(Data excerpts begins)

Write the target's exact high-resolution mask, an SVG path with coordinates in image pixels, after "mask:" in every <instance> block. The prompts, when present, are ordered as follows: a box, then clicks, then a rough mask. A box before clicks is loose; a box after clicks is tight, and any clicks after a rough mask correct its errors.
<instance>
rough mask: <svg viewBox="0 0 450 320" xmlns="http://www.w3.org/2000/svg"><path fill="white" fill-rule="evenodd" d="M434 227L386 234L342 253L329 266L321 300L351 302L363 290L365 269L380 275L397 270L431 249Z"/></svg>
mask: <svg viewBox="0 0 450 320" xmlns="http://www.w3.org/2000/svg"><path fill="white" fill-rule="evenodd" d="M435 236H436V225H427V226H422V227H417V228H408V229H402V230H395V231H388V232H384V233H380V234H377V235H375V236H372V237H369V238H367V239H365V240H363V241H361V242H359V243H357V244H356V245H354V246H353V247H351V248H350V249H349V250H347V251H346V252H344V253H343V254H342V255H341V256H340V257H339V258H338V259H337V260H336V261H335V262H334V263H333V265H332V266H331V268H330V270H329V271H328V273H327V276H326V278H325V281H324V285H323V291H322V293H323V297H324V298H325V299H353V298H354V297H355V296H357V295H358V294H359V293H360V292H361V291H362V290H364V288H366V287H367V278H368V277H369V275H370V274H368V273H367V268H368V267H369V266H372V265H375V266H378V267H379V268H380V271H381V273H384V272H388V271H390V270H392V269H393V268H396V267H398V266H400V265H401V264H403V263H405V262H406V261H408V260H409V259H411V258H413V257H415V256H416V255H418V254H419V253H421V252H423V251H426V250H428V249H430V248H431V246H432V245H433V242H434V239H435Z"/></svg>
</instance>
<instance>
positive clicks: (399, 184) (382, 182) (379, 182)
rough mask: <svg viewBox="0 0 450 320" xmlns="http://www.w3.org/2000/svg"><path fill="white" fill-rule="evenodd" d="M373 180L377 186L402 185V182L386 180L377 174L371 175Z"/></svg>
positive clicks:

(Data excerpts ends)

# [Aim of the task]
Write the data above out again in full, exactly.

# [Solved problem]
Write the target's exact high-resolution mask, an SVG path with coordinates in image pixels, after "mask:" in every <instance> block. The prompts, when present, are ordered as follows: a box, then clicks, then a rough mask. A box before clicks is loose; a box after clicks is tight, and any clicks after a rough mask correct its errors.
<instance>
rough mask: <svg viewBox="0 0 450 320" xmlns="http://www.w3.org/2000/svg"><path fill="white" fill-rule="evenodd" d="M434 227L386 234L342 253L329 266L321 300L351 302L363 290L365 269L380 275L397 270L431 249Z"/></svg>
mask: <svg viewBox="0 0 450 320" xmlns="http://www.w3.org/2000/svg"><path fill="white" fill-rule="evenodd" d="M435 236H436V225H427V226H422V227H417V228H408V229H402V230H395V231H388V232H384V233H380V234H377V235H375V236H372V237H369V238H367V239H365V240H363V241H361V242H359V243H357V244H356V245H354V246H353V247H351V248H350V249H349V250H347V251H346V252H344V253H343V254H342V255H341V256H340V257H339V258H338V259H337V260H336V261H335V262H334V263H333V265H332V266H331V268H330V270H329V271H328V273H327V276H326V278H325V281H324V285H323V291H322V293H323V297H324V298H325V299H353V298H354V297H355V296H357V295H358V294H359V293H360V292H361V291H362V290H364V288H366V287H367V278H368V277H369V275H370V274H368V273H367V268H368V267H369V266H372V265H375V266H378V267H379V268H380V271H381V273H384V272H388V271H390V270H392V269H393V268H396V267H398V266H400V265H401V264H403V263H405V262H406V261H408V260H409V259H411V258H413V257H415V256H416V255H418V254H419V253H421V252H423V251H426V250H428V249H430V248H431V246H432V245H433V242H434V239H435Z"/></svg>
</instance>
<instance>
positive clicks: (399, 184) (382, 182) (379, 182)
rough mask: <svg viewBox="0 0 450 320" xmlns="http://www.w3.org/2000/svg"><path fill="white" fill-rule="evenodd" d="M373 180L377 186L402 185V182L386 180L377 174L371 175Z"/></svg>
positive clicks:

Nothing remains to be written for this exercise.